***** Text for analysis

The Congress has to sew up alliances with the YSR Congress in Seemandhra, the TRS in Telangana, and various Tamil parties in TN to stall the BJP's march.

dna edit: Southern comfort

When it returned to power in 2009, the UPA had 262 members in the Lok Sabha; nearly a third, 83, hailed from the four Southern states. With the Congress in terminal decline in the Hindi heartland, holding the South has become crucial for the party’s fortunes since 1991. Now that an undeniable anti-Congress wave is sweeping the country, the party’s hopes of stalling the Narendra Modi campaign rest on a strong showing in the South. Anti-incumbency against the Centre has traditionally tended to weaken as one moves away from Delhi and local factors begin to dominate. Corruption, price rise and economic slowdown have contributed to the anti-Congress sentiment, but the performance of incumbent governments and local politics could influence the Southern vote more.

The alliances sewn up in Andhra Pradesh and Tamil Nadu before the general elections will decide how the Congress fares in the forthcoming general elections. Repeating its 2009 performance when the Congress won 33 of the 42 AP seats would have been a tall order in any case. The palpable anger in Seemandhra against the Congress for the Telangana statehood decision will benefit the YSR Congress and the Telugu Desam Party, which is aggressively courting BJP. The Congress has to choose between decimation in the polls or eating humble pie by allying with its bete noire Jagan Reddy in Seemandhra. Meanwhile, in Telangana, a well-placed Telangana Rashtriya Samiti will play a spoiler unless it merges with the Congress.

**********
***** Data for review

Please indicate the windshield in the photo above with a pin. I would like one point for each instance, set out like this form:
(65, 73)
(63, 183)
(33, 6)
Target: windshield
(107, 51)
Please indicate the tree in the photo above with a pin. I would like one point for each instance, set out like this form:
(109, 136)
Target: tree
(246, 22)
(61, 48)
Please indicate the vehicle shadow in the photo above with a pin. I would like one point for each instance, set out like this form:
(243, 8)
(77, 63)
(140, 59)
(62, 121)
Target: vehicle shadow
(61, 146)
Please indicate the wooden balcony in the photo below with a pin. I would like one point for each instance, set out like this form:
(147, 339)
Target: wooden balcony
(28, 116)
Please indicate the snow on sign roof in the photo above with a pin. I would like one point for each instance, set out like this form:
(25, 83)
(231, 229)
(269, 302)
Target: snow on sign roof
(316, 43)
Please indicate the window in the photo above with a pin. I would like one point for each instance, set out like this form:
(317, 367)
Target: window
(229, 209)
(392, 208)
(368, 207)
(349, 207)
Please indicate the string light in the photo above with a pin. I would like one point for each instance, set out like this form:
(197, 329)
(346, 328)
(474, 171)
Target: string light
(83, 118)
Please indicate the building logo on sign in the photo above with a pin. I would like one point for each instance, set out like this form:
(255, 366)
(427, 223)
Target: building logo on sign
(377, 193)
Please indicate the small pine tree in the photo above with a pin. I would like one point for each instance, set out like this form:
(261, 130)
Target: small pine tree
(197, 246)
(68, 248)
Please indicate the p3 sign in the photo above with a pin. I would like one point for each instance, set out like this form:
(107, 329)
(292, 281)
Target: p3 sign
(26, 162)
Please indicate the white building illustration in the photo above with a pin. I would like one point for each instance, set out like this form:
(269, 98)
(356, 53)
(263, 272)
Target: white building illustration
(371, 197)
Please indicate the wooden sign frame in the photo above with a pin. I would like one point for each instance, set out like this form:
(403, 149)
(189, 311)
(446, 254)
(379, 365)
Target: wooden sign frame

**********

• _Required work_
**A)** Render this sentence from the editorial into Spanish: "Anti-incumbency against the Centre has traditionally tended to weaken as one moves away from Delhi and local factors begin to dominate."
**B)** According to the editorial, how many of the 42 Andhra Pradesh seats did the Congress win in 2009?
The listing has no connection to the editorial.

• _Solution set_
**A)** Tradicionalmente, el sentimiento contra el gobierno en funciones en el Centro ha tendido a debilitarse a medida que uno se aleja de Delhi y los factores locales empiezan a predominar.

**B)** 33